Tuvalu
- First edition
- Author: Andrew O'Connor
- Language: English
- Genre: Novel
- Publisher: Allen and Unwin, Australia
- Publication date: 2006
- Publication place: Australia
- Media type: Print Paperback
- Pages: 347 pp
- ISBN: 1-74114-871-5
- OCLC: 74946085
- Dewey Decimal: A823.4 22
- LC Class: PR9619.4.O286 T88 2006

= Tuvalu (novel) =

Australian novel by Andrew O'Connor

Tuvalu is a 2006 novel by Australian author Andrew O'Connor. It won The Australian/Vogel Literary Award for unpublished manuscripts by writers under 35.

==Plot introduction==
The novel is set mostly in Tokyo and tells the story of a young Australian teacher of English, and his relationship with two women, Tilly, another Australian English teacher, and Mami, a Japanese hotel heiress. It is told in first-person.

= = = =

■ Instructions:
A. From the Tuvalu entry, extract the passage from "Australian novel by" to "told in first-person.".
B. List every catalog or classification identifier that the Tuvalu entry gives, along with its value.
C. Answer these questions using the Tuvalu entry.
(i) How many pages does the book have?
(ii) What award did the novel win?
(iii) In which city is the novel mostly set?

■ Records:
= = = =

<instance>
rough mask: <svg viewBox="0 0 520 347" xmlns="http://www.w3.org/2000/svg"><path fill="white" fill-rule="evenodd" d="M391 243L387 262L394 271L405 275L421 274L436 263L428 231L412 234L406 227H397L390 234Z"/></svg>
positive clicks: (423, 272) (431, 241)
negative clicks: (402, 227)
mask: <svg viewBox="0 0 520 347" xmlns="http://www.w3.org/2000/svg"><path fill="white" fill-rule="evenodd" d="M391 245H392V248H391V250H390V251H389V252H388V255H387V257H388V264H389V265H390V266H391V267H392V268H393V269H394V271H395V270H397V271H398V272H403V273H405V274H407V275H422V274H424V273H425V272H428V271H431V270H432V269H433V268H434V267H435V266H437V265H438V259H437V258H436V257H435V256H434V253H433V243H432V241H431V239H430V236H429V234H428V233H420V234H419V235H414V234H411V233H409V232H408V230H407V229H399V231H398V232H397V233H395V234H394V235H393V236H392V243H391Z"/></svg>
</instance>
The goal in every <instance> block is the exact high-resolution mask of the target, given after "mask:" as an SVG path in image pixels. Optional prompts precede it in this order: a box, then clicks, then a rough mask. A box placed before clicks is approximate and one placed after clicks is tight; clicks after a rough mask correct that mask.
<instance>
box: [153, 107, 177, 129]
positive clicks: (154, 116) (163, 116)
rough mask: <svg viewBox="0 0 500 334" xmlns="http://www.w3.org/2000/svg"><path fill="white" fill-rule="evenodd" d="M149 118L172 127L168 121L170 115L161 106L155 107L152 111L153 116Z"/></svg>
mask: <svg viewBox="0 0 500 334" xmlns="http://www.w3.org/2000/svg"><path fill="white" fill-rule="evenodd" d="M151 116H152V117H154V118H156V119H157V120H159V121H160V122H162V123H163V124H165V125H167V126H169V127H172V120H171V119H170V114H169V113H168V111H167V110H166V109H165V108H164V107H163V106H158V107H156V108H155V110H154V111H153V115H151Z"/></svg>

= = = =

■ Solved tasks:
A.
Australian novel by Andrew O'Connor

Tuvalu is a 2006 novel by Australian author Andrew O'Connor. It won The Australian/Vogel Literary Award for unpublished manuscripts by writers under 35.

==Plot introduction==
The novel is set mostly in Tokyo and tells the story of a young Australian teacher of English, and his relationship with two women, Tilly, another Australian English teacher, and Mami, a Japanese hotel heiress. It is told in first-person.

B.
ISBN: 1-74114-871-5
OCLC: 74946085
Dewey Decimal: A823.4 22
LC Class: PR9619.4.O286 T88 2006

C.
(i) 347
(ii) The Australian/Vogel Literary Award
(iii) Tokyo